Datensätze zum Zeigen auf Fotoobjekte
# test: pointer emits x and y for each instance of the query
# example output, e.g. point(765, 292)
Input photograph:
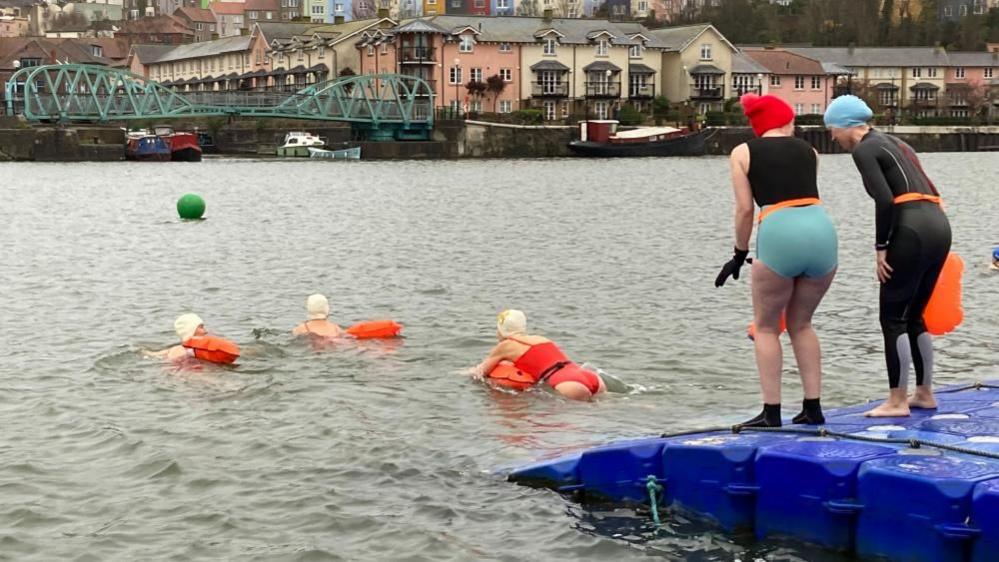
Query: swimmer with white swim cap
point(318, 324)
point(539, 359)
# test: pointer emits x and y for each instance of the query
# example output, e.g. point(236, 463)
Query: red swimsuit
point(546, 362)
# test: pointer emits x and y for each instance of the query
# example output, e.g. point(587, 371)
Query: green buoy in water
point(191, 206)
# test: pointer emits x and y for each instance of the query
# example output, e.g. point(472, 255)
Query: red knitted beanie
point(766, 112)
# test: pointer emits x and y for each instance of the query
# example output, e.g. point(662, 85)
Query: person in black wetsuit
point(912, 240)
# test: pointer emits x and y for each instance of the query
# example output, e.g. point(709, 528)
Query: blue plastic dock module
point(916, 507)
point(715, 477)
point(985, 517)
point(808, 490)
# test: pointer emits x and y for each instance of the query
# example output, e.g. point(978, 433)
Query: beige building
point(696, 65)
point(322, 52)
point(231, 63)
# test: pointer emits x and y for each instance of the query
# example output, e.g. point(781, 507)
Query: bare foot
point(925, 401)
point(887, 410)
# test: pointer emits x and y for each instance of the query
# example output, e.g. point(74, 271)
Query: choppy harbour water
point(384, 450)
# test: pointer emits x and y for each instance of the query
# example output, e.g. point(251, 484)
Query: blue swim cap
point(847, 111)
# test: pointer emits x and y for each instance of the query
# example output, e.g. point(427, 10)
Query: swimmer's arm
point(877, 187)
point(499, 353)
point(739, 164)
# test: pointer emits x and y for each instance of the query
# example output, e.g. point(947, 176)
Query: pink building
point(799, 80)
point(448, 59)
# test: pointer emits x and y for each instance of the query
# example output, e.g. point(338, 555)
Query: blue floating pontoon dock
point(922, 488)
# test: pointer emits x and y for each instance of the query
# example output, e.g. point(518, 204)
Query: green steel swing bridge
point(381, 106)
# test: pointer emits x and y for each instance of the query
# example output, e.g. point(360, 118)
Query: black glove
point(732, 267)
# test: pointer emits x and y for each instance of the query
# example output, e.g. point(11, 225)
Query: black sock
point(769, 417)
point(811, 412)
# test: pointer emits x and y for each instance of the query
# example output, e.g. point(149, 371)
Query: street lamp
point(457, 80)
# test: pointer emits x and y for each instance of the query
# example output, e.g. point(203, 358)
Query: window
point(550, 110)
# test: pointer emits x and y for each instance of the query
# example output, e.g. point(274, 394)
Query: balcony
point(417, 55)
point(707, 92)
point(549, 89)
point(603, 89)
point(642, 91)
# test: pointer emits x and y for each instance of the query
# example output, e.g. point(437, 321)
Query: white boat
point(341, 154)
point(297, 143)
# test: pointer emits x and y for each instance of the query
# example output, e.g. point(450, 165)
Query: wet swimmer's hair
point(510, 322)
point(186, 324)
point(318, 307)
point(847, 111)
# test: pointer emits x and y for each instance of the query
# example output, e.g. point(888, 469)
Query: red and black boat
point(184, 147)
point(601, 138)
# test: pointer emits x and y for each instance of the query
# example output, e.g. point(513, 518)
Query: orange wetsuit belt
point(804, 201)
point(906, 197)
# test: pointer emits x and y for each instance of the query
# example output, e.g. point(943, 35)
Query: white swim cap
point(186, 324)
point(318, 307)
point(510, 322)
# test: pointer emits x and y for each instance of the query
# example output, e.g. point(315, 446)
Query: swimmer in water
point(912, 240)
point(196, 343)
point(796, 251)
point(539, 358)
point(318, 324)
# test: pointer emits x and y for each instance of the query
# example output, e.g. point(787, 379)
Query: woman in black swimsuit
point(912, 240)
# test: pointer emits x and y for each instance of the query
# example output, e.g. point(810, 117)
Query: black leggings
point(917, 251)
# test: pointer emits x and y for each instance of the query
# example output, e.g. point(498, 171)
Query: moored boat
point(297, 144)
point(147, 148)
point(353, 153)
point(600, 138)
point(184, 147)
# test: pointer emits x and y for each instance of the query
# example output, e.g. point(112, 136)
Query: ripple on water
point(384, 450)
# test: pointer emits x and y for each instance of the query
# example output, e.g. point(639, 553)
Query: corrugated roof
point(905, 57)
point(206, 48)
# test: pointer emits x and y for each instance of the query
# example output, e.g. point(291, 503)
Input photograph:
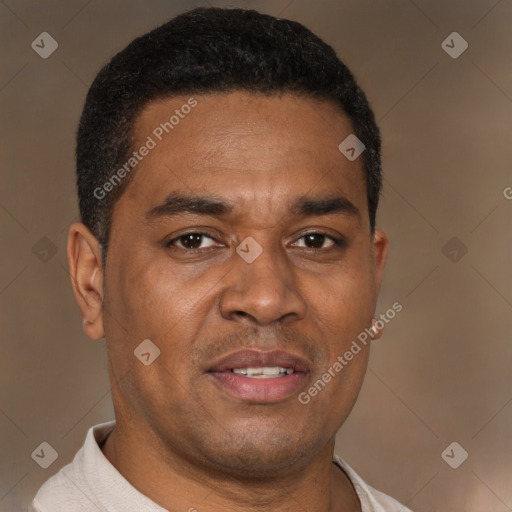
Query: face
point(243, 228)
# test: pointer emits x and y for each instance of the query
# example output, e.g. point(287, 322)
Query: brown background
point(441, 372)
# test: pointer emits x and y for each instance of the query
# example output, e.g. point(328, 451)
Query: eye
point(316, 240)
point(191, 241)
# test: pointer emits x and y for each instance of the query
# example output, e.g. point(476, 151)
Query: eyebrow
point(176, 204)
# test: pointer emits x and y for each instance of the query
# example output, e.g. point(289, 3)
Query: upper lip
point(257, 359)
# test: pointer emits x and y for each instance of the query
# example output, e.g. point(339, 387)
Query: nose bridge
point(262, 284)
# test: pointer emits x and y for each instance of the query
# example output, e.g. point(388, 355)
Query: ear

- **AUFGABE**
Zeige jede Zeile der obigen Auflistung, die die Zeichenfolge „water“ enthält. Groß- und Kleinschreibung sind dabei zu beachten.

- **ANTWORT**
Query: green buoy in water
Query: choppy harbour water
Query: swimmer in water
Query: ripple on water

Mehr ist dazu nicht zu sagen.